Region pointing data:
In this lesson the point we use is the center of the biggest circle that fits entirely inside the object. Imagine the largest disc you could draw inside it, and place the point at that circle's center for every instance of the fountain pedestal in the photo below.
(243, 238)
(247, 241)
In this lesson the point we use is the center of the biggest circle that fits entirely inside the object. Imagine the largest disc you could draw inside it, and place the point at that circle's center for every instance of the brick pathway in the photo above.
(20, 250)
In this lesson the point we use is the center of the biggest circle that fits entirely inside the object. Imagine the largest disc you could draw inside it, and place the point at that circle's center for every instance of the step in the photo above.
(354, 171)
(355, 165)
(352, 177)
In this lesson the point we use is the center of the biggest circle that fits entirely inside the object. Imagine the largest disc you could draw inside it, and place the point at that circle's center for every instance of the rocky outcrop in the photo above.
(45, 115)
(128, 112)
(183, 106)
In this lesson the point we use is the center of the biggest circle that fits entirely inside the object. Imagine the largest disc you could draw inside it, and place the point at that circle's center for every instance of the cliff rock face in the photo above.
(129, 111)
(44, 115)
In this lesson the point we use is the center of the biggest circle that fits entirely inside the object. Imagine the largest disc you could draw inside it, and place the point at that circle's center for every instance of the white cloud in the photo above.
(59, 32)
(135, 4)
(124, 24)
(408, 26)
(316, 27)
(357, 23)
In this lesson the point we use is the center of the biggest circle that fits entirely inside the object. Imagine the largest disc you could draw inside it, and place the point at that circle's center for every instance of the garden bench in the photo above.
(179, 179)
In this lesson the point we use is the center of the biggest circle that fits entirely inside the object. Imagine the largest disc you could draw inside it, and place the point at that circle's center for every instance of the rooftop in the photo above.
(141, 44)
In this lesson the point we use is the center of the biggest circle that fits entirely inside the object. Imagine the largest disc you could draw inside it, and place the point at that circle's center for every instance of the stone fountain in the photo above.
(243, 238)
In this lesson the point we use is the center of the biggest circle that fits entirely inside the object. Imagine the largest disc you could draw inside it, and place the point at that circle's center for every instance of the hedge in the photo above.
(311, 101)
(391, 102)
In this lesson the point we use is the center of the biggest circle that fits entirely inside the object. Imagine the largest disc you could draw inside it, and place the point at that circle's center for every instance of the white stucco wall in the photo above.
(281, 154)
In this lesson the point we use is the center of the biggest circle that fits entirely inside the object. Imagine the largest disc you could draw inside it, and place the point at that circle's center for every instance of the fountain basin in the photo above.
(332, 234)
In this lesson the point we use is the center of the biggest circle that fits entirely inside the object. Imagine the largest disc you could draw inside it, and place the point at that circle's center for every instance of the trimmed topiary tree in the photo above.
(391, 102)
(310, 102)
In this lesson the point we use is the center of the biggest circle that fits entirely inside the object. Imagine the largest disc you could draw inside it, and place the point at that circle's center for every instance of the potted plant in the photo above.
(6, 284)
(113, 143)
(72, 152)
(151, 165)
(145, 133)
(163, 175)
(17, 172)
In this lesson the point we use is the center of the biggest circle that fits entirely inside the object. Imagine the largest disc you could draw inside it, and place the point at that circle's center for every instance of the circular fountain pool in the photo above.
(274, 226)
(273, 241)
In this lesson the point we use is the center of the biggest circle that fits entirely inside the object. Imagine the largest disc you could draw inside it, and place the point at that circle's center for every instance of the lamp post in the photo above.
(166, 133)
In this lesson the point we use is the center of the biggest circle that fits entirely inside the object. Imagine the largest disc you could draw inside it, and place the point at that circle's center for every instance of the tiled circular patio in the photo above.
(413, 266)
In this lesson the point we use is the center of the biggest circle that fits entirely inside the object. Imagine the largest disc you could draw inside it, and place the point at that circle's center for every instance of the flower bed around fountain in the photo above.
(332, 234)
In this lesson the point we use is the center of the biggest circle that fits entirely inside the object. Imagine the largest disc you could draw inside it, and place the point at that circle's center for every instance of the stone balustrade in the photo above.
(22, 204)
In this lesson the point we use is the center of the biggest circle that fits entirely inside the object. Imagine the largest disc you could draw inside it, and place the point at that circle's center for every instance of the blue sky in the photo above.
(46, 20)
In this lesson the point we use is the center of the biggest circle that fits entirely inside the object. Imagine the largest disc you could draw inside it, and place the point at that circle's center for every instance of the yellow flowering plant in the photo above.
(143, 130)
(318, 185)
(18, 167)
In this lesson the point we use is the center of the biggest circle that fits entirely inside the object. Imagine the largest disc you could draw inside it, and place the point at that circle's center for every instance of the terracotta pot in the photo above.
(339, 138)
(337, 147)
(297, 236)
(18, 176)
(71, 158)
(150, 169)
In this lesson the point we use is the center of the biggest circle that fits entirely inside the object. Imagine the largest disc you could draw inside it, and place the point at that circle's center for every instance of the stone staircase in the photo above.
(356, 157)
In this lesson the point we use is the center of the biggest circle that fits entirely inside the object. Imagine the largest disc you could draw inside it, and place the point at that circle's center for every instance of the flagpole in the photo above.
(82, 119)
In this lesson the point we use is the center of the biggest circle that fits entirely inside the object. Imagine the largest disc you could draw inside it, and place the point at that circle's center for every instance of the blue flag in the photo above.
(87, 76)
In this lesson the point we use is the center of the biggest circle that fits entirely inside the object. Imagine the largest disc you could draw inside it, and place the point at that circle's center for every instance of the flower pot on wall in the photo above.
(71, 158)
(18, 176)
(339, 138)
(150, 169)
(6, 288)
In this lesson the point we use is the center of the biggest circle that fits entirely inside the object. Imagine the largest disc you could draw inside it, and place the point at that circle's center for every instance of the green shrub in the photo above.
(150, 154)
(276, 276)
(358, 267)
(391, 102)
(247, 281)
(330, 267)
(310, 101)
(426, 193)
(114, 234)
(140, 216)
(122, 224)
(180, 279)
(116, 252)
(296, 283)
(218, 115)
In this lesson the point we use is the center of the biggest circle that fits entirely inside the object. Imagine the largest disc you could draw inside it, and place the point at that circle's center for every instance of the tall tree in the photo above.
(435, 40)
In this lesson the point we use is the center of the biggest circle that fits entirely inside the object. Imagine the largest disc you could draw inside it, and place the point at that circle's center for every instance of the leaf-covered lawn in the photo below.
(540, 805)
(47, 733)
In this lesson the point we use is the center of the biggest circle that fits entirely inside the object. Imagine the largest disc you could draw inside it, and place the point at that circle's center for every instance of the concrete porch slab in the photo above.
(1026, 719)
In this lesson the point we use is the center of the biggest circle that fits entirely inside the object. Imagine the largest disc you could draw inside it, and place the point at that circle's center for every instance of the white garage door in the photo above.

> [PROBLEM REQUIREMENTS] What the exercise needs is every record again, word for word.

> [WRITTEN RESPONSE]
In this lesson the point we use is the center of the biggest circle that fits entirely inside the object. Imagine the largest disc you could draw inside it, and place the point at that circle's center for every instance of the fountain pedestal in the photo below.
(243, 238)
(247, 241)
In this lesson the point we use is the center of the biggest circle that fits entirely inside the object. Imagine the largest disc you could draw inside it, and place the point at that circle's center for every instance of the brick pathway in the photo above.
(20, 250)
In this lesson the point we use is the center of the biggest circle that fits entirely inside the object. Imagine the largest disc you could draw inside it, and place the point at that circle's center for every instance of the step in the photo above.
(354, 171)
(355, 165)
(352, 177)
In this lesson the point we use is the center of the biggest circle that fits entirely inside the object. Imagine the largest disc you could draw inside it, and place the point at that circle's center for every instance of the rocky outcrop in the photo above.
(45, 115)
(128, 112)
(183, 106)
In this lesson the point we use is the center of the biggest circle that fits entirely inside the object. Imagine the largest disc you could draw inside it, and place the point at that circle's center for every instance of the cliff rock face in the photo above.
(129, 111)
(44, 115)
In this lesson the point we use is the center of the biggest circle that fits entirely inside the object. Imagine the largest disc you could draw inside it, and place the point at that circle's center for every instance of the white cloud in the photo above.
(59, 32)
(135, 4)
(124, 24)
(408, 26)
(316, 27)
(357, 23)
In this lesson the point we use is the center of the biggest circle that fits entirely inside the object. Imagine the largest disc you could draw inside it, and place the point at that circle's center for every instance of the garden bench in the photo above.
(179, 179)
In this lesson the point we use is the center of the biggest circle that fits entirely inside the object. Imagine the largest disc you could draw inside it, and place the point at that circle's center for every instance of the rooftop in the photo above.
(141, 44)
In this lesson the point we use is the center of the biggest circle that fits entirely inside the object. Imagine the largest disc you could draw inside it, and place the point at that circle's center for every instance of the stone fountain in the photo above.
(243, 238)
In this lesson the point we use is the center of the biggest circle that fits entirely inside the object. Imagine the largest disc you could draw inside it, and place the point at that circle's center for every instance of the hedge in the photo above.
(311, 101)
(391, 102)
In this lesson the point we use is the center of the biggest circle that fits entirely inside the object. Imagine the largest disc you could draw inside it, and place the point at that circle's center for every instance of the white stucco wall in the photo above.
(281, 154)
In this lesson the point we use is the center of the biggest circle that fits entirely inside the object. Imagine the largest disc you could draw inside it, and place the point at that circle's center for every instance of the fountain basin in the photo above.
(332, 234)
In this lesson the point we use is the center of the biggest circle that fits entirely inside the object. Imagine the largest disc you could draw inside it, and place the point at that circle's center for every instance of the trimmed topiary tree in the photo above.
(391, 102)
(310, 102)
In this lesson the point we use is the center of the biggest circle that fits entirely inside the object. Imagine the largest disc you could draw inside it, and place the point at that circle's center for every instance of the potted plant in the photo above.
(6, 284)
(113, 143)
(72, 152)
(151, 165)
(145, 133)
(163, 175)
(17, 172)
In this lesson the point we use is the center of the biggest circle that fits entirely inside the object. Imagine the largest disc you could draw inside it, and place the point at that circle's center for every instance of the circular fountain pool in the photo above.
(274, 226)
(273, 241)
In this lesson the point we use is the center of the biggest circle that fits entirely inside the object. Imagine the largest disc you could draw inside it, and place the point at that circle's center for every instance of the lamp post in the photo above.
(166, 133)
In this lesson the point we use is the center of the biggest circle that fits entirely inside the object. Imagine the largest disc you could draw inside it, and place the point at that circle's center for every instance of the tiled circular patio in the photo above.
(413, 266)
In this lesson the point we use is the center of the biggest circle that fits entirely inside the object. Imagine the largest disc you could draw inside it, and place the point at that circle's center for every instance of the flower bed around fountain in the photo above.
(332, 234)
In this lesson the point we use is the center of the biggest circle that fits entirely inside the object. Imagine the largest disc you could draw inside it, and place the point at that circle's center for every instance of the stone balustrade in the photo above.
(22, 204)
In this lesson the point we use is the center of the biggest circle that fits entirely inside the object. Imagine the largest disc you could draw inside it, and place the point at that circle's center for every instance of the blue sky in the photo above.
(46, 20)
In this lesson the point we use is the center of the biggest circle that fits entirely inside the object. Imagine the largest disc you could draw inside it, and place the point at that circle's center for every instance of the yellow flowering plant in the photo above.
(143, 130)
(318, 185)
(18, 167)
In this lesson the point we use is the center of the biggest circle that fits entirely inside the object. Imagine the largest disc you could draw inside it, and place the point at that circle's center for every instance of the terracotta pot in the photo above.
(339, 138)
(337, 147)
(297, 236)
(18, 176)
(71, 158)
(150, 169)
In this lesson the point we use is the center of the biggest circle that fits entirely inside the object. Imagine the largest disc you could draw inside it, and place the point at that circle's center for every instance of the stone staircase in the photo above.
(356, 157)
In this lesson the point we use is the center of the biggest circle that fits entirely inside the object. Imagine the largest disc you could draw inside it, and place the point at that circle's center for every instance of the flagpole in the photo above.
(82, 119)
In this lesson the point we use is the center of the biggest circle that fits entirely inside the object. Imagine the largest disc you could draw inside it, and place the point at that circle's center for every instance of the blue flag in the photo above.
(87, 76)
In this lesson the point we use is the center of the biggest circle that fits entirely inside the object. Imagine the largest disc you could draw inside it, and place the point at that circle's center for every instance of the flower pot on wall in the photo above.
(71, 158)
(18, 176)
(339, 138)
(150, 169)
(6, 288)
In this lesson the point we use is the center of the biggest circle that fits entirely inside the object. Imagine the largest disc you could draw inside it, and place the point at that circle's center for every instance of the green shrub in the photo above.
(150, 154)
(276, 276)
(358, 267)
(391, 102)
(247, 281)
(330, 267)
(310, 101)
(426, 193)
(114, 234)
(140, 216)
(122, 224)
(180, 279)
(116, 252)
(296, 283)
(218, 115)
In this lesson the point we use is the center of the biggest circle that fits entirely inside the object. Imagine the largest disc you could draw inside it, and place the point at that circle's center for every instance of the tall tree in the photo above.
(435, 40)
In this lesson the point we use is the center of the biggest circle that fits entirely inside the object. Imagine the largest disc you could draw inside it, and place the point at that circle's center for every instance of the leaf-covered lawn in the photo below.
(540, 805)
(47, 733)
In this lesson the point we use is the center of the biggest circle that fits entirely inside the object. Imagine the largest disc you could draw inside it, and place the point at that circle's center for every instance of the concrete porch slab in the photo above.
(1026, 719)
In this lesson the point we use is the center of the biggest circle that fits entirely inside the object. Imagine the largest disc you could draw inside it, and place the point at that circle's center for every instance of the white garage door in the photo above.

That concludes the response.